• **Description of the task**
This exercise asks for the entries to be repeated exactly, without their images.

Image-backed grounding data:

—————

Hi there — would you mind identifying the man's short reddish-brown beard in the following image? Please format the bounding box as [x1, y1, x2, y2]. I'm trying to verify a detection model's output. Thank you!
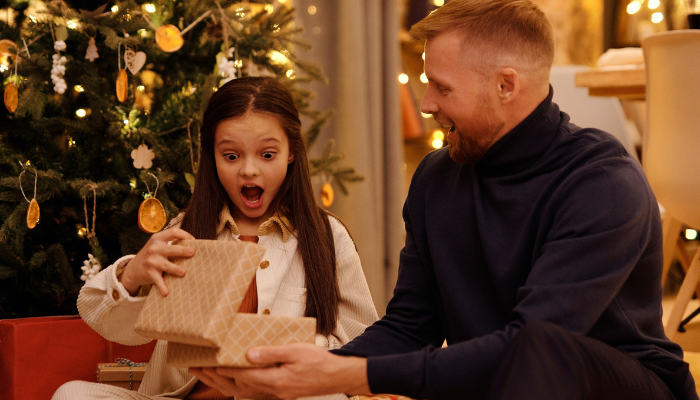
[448, 96, 505, 164]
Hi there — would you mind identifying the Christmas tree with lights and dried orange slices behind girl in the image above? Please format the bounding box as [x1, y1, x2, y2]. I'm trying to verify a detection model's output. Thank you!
[0, 0, 362, 319]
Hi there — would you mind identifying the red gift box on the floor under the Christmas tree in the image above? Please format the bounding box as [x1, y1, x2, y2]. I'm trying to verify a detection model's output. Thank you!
[0, 315, 156, 400]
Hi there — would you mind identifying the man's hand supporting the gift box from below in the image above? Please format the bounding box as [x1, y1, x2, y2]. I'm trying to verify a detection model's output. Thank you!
[190, 343, 370, 399]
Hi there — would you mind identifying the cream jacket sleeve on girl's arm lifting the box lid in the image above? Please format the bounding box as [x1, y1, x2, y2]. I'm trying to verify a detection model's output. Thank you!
[78, 255, 152, 346]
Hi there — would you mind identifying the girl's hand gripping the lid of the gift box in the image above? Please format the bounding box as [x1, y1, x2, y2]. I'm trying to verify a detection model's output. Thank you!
[120, 228, 194, 296]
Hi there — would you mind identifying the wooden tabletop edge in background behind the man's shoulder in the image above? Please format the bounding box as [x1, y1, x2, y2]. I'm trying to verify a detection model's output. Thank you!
[576, 67, 647, 100]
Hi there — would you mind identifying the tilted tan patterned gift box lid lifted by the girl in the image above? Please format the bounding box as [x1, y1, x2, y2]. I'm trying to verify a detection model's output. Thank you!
[134, 240, 265, 347]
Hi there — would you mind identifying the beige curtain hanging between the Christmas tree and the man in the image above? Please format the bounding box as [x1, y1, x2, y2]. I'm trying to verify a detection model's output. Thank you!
[293, 0, 405, 316]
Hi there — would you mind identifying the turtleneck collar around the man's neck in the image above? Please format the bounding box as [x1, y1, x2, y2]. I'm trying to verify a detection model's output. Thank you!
[475, 85, 561, 177]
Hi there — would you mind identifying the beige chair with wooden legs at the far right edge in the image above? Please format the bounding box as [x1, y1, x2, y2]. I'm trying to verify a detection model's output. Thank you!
[642, 30, 700, 340]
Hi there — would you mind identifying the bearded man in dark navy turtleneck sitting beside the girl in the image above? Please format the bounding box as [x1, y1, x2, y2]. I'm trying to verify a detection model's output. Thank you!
[193, 0, 697, 400]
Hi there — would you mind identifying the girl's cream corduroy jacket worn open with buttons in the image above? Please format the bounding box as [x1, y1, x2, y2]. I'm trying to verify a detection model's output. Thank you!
[78, 208, 377, 399]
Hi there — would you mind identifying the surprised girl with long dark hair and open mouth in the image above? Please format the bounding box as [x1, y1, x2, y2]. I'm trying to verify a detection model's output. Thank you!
[53, 77, 377, 400]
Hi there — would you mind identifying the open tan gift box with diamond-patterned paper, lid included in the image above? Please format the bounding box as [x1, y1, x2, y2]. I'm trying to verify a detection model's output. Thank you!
[135, 240, 316, 367]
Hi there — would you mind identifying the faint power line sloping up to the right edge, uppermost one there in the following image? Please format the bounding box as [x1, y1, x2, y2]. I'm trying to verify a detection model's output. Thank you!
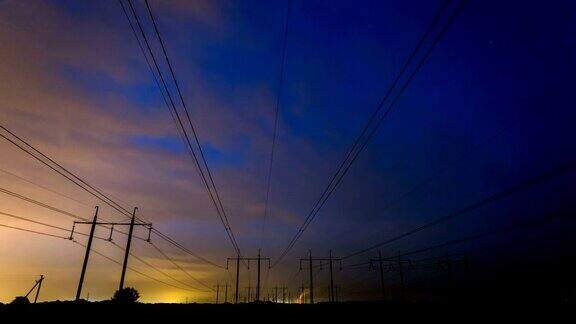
[342, 162, 576, 259]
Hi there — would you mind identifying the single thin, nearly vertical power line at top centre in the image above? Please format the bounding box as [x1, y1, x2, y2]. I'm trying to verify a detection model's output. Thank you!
[262, 0, 292, 248]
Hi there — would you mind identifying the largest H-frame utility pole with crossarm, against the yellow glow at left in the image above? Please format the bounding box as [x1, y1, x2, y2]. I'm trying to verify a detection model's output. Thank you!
[68, 206, 152, 294]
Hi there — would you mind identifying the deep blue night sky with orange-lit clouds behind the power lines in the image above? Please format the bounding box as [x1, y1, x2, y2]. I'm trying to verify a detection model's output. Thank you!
[0, 0, 576, 302]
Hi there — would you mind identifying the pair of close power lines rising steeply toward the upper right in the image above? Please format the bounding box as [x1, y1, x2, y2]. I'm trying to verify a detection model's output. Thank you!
[274, 0, 467, 265]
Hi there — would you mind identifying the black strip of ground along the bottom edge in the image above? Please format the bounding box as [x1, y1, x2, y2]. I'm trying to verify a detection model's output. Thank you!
[0, 302, 576, 323]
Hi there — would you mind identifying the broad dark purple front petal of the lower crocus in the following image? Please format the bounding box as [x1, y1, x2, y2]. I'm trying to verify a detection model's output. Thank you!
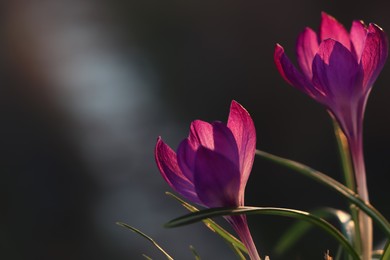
[194, 147, 243, 207]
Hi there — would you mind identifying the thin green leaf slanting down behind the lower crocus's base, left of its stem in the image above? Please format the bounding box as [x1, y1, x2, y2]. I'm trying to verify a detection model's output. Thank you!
[165, 192, 248, 254]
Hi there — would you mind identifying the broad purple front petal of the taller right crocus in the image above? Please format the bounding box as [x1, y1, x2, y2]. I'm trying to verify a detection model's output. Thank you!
[313, 39, 360, 98]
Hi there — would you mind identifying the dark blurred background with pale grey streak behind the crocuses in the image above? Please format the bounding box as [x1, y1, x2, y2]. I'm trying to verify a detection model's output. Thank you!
[0, 0, 390, 260]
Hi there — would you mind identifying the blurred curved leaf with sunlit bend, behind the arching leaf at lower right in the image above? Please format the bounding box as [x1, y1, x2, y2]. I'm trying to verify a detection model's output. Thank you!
[275, 208, 353, 256]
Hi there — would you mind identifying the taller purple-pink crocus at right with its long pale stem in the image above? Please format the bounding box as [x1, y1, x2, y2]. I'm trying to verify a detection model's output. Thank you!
[274, 12, 388, 259]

—————

• **Answer to the exercise**
Hi there — would you mind identifying the man's short reddish-brown beard in the following image? Please format the bounding box as [x1, y1, x2, y2]. I'm trying to verify a detection model's output. Thank you!
[448, 96, 505, 164]
Hi there — would you mind identifying the Christmas tree with lights and dried orange slices behind girl in the image above? Please format the bounding box as [x1, y1, x2, y2]. I'm trying to verify a detection model's output. Thank you!
[0, 0, 362, 319]
Hi there — would you mind identifying the red gift box on the floor under the Christmas tree in the image above? Please format the bounding box as [x1, y1, x2, y2]. I'm trying to verify a detection model's output. Thank you!
[0, 315, 156, 400]
Hi there — would you mind identifying the man's hand supporting the gift box from below in the image above? Please format the bounding box as [x1, y1, x2, y2]. I'm trying to verify a detection model's output. Thank you!
[190, 343, 370, 399]
Hi there — would you mind identifying the cream jacket sleeve on girl's arm lifting the box lid in the image above? Please format the bounding box as [x1, y1, x2, y2]. I'm trying to verify a detection model's output. Thank you!
[78, 255, 152, 346]
Hi there — would you mind identifying the girl's hand gripping the lid of the gift box in the image above? Please format the bounding box as [x1, y1, x2, y2]. I'm trying to verify a detection model's output. Thank you!
[120, 228, 194, 296]
Hi there — would you mind identifying the wooden tabletop edge in background behind the man's shoulder in the image above? Please format the bounding box as [x1, y1, x2, y2]. I'm trying to verify a detection model's output. Thank you!
[576, 67, 647, 100]
Hi there — would you mind identifying the tilted tan patterned gift box lid lifted by the girl in the image above? Please format the bounding box as [x1, y1, x2, y2]. I'm trying to verify a detection model's output. Thank you!
[134, 240, 265, 347]
Hi there — would you mind identifying the beige curtain hanging between the Christmas tree and the man in the image above? Please format the bounding box as [x1, y1, x2, y2]. I'm trying to verify a detection model's output. Thank you!
[293, 0, 405, 316]
Hi there — would you mind identifying the turtleneck collar around the man's neck in the image above? Please format the bounding box as [x1, y1, x2, y2]. I'm trying to verify a detection model's output. Thank you!
[475, 85, 561, 177]
Hi there — would you mind identifying the beige chair with wooden legs at the far right edge in the image above? Please format the bounding box as [x1, y1, x2, y2]. I'm trying to verify a detection model's output. Thank you!
[642, 30, 700, 340]
Hi there — would you mind identifying the bearded man in dark navy turtleneck sitting beside the girl in the image above? Please format the bounding box as [x1, y1, x2, y2]. I'm trying to verify a detection model's output. Thank you!
[193, 0, 697, 400]
Hi there — would you mind identifying the girl's cream corduroy jacket worn open with buttons in the image above? Please format the bounding box as [x1, y1, x2, y2]. I'm trying to verify a detection model's output. Thank you!
[78, 208, 377, 399]
Hi there — would you mind identifying the surprised girl with long dark hair and open mouth in the image above? Please format the bounding box as [x1, y1, x2, y2]. I'm trying to verify a detection model's output. Thank you!
[53, 77, 377, 400]
Hi there — would you mind identifying the open tan gift box with diamond-patterned paper, lid included in the image above? Please format the bounding box as [x1, y1, x2, y2]. I'm trying to verify a detection model's output. Thank you!
[135, 240, 316, 367]
Hi there — would you mind identifying the faint power line sloping up to the right edge, uppermost one there in the following image? Please format the bounding box as [x1, y1, x2, y2]. I'm trying to verify a detection model's output. Thank you!
[342, 162, 576, 259]
Hi there — would you mind identifying the single thin, nearly vertical power line at top centre in the image above? Please format the bounding box as [x1, y1, x2, y2]. I'm trying to verify a detection model's output. Thank you!
[262, 0, 292, 248]
Hi there — would you mind identifying the largest H-frame utility pole with crossarm, against the yellow glow at left in the image above? Please format the bounding box as [x1, y1, x2, y2]. I'm trying to verify a detection model's output. Thank you!
[68, 206, 152, 294]
Hi there — would you mind identifying the deep blue night sky with orange-lit clouds behind the power lines in the image above? Please format the bounding box as [x1, y1, x2, y2]. I'm trying to verify a detection model's output. Thank you!
[0, 0, 576, 302]
Hi there — would you mind identifying the pair of close power lines rising steeply toward the upper right in the image above? Please format the bounding box as [x1, y1, x2, y2]. I'm trying to verify a detection model's output. Thank you!
[274, 0, 467, 265]
Hi there — would you mind identifying the black strip of ground along the bottom edge in the image above? Please format the bounding box as [x1, y1, x2, y2]. I'm trying to verify a detection model's output. Thank you!
[0, 302, 576, 323]
Hi there — would you mind identifying the broad dark purple front petal of the lower crocus in the following image? Please format the bounding box as [x1, y1, x2, y2]. I'm trying to verify a detection model's output. Thank you!
[194, 147, 243, 207]
Hi there — would you mind identifying the thin green leaf slanting down behind the lower crocus's base, left of its stem in the image above? Please format the bounding box as [x1, y1, x2, y2]. I'm trying to verify a detection model's output. Thank you!
[165, 192, 248, 254]
Hi there — would you mind identifying the broad purple front petal of the taller right crocus in the image above? Please format the bounding box as [x1, y1, x2, y2]. I'm trying to verify a detection model's output. Thank you!
[313, 39, 360, 98]
Hi there — would you mind identifying the dark blurred background with pale grey streak behind the crocuses in the image above? Please format the bounding box as [x1, y1, x2, y2]. I'm trying to verify a detection model's output. Thank you!
[0, 0, 390, 260]
Hi there — would you mind identifying the blurred curved leaf with sunlit bend, behind the arching leaf at lower right in the image above? Please format the bounding box as [x1, y1, x2, y2]. I'm trying to verify a detection model's output. Thank you!
[275, 208, 353, 256]
Hi there — would you mind identifying the taller purple-pink crocus at right with its long pale stem in the image above? Please format the bounding box as [x1, y1, x2, y2]. I'm trying to verify a detection model's output. Thank you!
[274, 12, 388, 259]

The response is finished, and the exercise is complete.